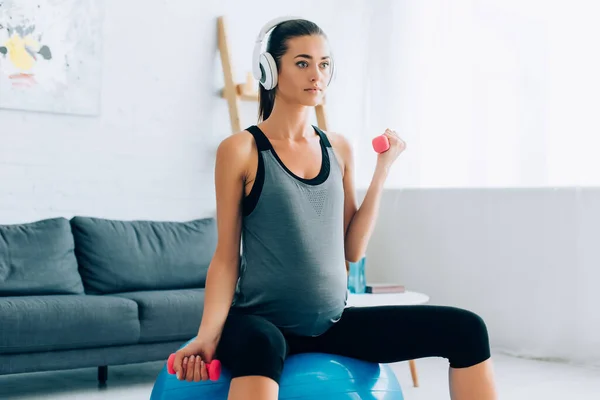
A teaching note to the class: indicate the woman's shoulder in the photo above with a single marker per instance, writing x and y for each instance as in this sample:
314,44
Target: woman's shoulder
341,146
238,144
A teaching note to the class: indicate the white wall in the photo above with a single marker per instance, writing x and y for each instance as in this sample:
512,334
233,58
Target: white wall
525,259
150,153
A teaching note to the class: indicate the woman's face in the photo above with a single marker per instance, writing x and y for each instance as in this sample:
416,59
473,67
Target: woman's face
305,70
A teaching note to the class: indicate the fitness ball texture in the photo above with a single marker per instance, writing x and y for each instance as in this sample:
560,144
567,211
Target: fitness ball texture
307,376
----------------
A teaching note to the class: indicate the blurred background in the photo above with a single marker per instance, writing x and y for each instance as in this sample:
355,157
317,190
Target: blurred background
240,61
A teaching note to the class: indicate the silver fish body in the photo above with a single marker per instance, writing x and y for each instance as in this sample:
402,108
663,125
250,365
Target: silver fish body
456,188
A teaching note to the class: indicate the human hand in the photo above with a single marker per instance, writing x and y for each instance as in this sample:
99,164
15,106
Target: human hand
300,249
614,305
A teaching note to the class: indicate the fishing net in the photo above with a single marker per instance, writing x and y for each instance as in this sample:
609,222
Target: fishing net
----------------
**Directions for this task**: Copy out each line from the listing that contains the string "fishing".

**Reply**:
A teaching note to the class: indicate the fishing net in the photo above with a single marker per instance, writing x and y for each instance as in this sample:
Target: fishing net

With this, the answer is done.